◆ **Source passage**:

━━━━━━

Rays of Hope: Solar Energy

How will the world's developing countries provide for electrical power as they move from having no, or very little electricity, to one where citizens are on the grid? Conventional methods to generate electricity rely on burning coal, oil, or natural gas, all of which produce carbon dioxide, the most important greenhouse gas.

Solar Collector

A new, innovative solar collector is now installed at Eckerd College in front of the marine science laboratory. This is a demonstration pilot project developed by MIT students Matt Orosz and Amy Mueller. They have developed a small, self-contained and inexpensive system to generate electricity and hot water.

This system is less expensive and more reliable than a conventional diesel generator, is relatively simple, and is carbon free.

How does it work?

━━━━━━

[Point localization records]
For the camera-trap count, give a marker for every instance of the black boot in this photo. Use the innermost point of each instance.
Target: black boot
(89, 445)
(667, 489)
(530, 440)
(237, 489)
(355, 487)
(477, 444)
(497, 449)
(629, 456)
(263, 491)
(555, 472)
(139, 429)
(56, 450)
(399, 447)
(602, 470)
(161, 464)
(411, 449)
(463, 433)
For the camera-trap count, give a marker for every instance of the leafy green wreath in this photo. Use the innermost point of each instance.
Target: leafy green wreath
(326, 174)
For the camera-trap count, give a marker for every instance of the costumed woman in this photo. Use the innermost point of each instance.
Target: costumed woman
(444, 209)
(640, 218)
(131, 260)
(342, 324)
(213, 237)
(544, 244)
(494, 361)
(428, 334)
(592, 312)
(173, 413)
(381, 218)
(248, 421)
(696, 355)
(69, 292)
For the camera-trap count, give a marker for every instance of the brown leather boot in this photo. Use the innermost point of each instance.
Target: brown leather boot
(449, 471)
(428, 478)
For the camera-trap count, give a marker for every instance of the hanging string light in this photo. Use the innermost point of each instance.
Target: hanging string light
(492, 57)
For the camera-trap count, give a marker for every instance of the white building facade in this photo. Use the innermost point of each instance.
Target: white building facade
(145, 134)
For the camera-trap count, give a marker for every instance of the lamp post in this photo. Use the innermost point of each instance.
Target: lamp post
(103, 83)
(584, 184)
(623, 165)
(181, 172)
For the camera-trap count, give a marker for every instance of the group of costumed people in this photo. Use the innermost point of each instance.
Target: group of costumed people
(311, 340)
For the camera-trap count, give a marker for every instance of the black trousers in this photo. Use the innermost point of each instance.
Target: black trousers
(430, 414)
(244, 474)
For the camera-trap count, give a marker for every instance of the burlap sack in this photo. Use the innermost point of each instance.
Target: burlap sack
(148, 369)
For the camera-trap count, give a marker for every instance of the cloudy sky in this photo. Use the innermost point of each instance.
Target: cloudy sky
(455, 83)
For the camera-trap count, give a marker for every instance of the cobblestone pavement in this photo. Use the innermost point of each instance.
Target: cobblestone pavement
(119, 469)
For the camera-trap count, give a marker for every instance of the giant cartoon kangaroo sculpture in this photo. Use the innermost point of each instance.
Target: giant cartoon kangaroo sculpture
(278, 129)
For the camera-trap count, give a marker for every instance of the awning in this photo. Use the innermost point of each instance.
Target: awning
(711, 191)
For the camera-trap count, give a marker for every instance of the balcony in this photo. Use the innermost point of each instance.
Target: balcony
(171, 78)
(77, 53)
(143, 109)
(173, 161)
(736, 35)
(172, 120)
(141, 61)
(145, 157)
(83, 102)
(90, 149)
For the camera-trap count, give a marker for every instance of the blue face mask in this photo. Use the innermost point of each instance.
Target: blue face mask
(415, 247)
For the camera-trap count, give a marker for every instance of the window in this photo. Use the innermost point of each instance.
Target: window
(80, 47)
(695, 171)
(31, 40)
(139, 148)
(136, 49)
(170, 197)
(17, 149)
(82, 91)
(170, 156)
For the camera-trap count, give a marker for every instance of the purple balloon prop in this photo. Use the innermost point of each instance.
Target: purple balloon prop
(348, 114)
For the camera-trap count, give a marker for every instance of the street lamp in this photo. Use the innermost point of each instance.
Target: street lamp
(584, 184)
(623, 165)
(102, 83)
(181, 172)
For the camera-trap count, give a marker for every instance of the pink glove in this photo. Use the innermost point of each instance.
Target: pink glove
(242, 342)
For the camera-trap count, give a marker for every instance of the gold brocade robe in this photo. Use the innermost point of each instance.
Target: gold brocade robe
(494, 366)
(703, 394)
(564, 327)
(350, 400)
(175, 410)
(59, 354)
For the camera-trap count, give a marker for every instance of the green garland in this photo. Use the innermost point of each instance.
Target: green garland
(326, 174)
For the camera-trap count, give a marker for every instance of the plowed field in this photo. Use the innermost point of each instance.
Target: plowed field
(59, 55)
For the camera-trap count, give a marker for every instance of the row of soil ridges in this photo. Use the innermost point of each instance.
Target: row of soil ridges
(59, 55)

━━━━━━

◆ **Problem set**:
(1) Answer these about the solar energy passage:
(a) Which gas does it call the most important greenhouse gas?
(b) Where at Eckerd College is the new solar collector installed?
(c) Which two MIT students developed the system?
(2) Could you go on with the solar energy passage, starting right after its last line, "How does it work?"

◆ **Results for the exercise**:
(1)
(a) Carbon dioxide.
(b) In front of the marine science laboratory.
(c) Matt Orosz and Amy Mueller.

(2)
Two 130 foot arrays of parabolic solar collectors made from reflective aluminum collect and concentrate energy from the sun to heat a thermal fluid similar to anti-freeze in a car. The heated thermal fluid passes through a heat exchanger (boiler) where it heats the working fluid, similar to freons found in refrigerators and A/C units. The working fluid vaporizes into a gas and as it expands turns a turbine, which produce electricity.

Solar Collector

The working fluid goes into another heat exchanger, where the remaining heat produces hot water. Finally, the working fluid goes through a condenser, similar to a car radiator, where it turns back into a fluid, and is pumped back to the boiler.

This process is known as an Organic Rankine cycle (ORC), well known to industrial engineers, which allows heat recovery from relatively low temperature sources.

The system has an output of ~ 3kW, the amount of electricity used by a large house in the United States. The purpose is to demonstrate the concept of a solar thermal system, and to serve as a U.S. based test bed for field trials of a similar unit in a health clinic in Lesotho, in southern Africa.

Benefits of Solar Power in Africa
This project is designed for countries such as Lesotho, Africa, where less than one out of nine people have access to electricity. While a system such as this can't provide each household with power, it can provide electricity for essential programs including health clinics, community centers, schools, and small businesses in rural areas, which have no access to the electrical grid.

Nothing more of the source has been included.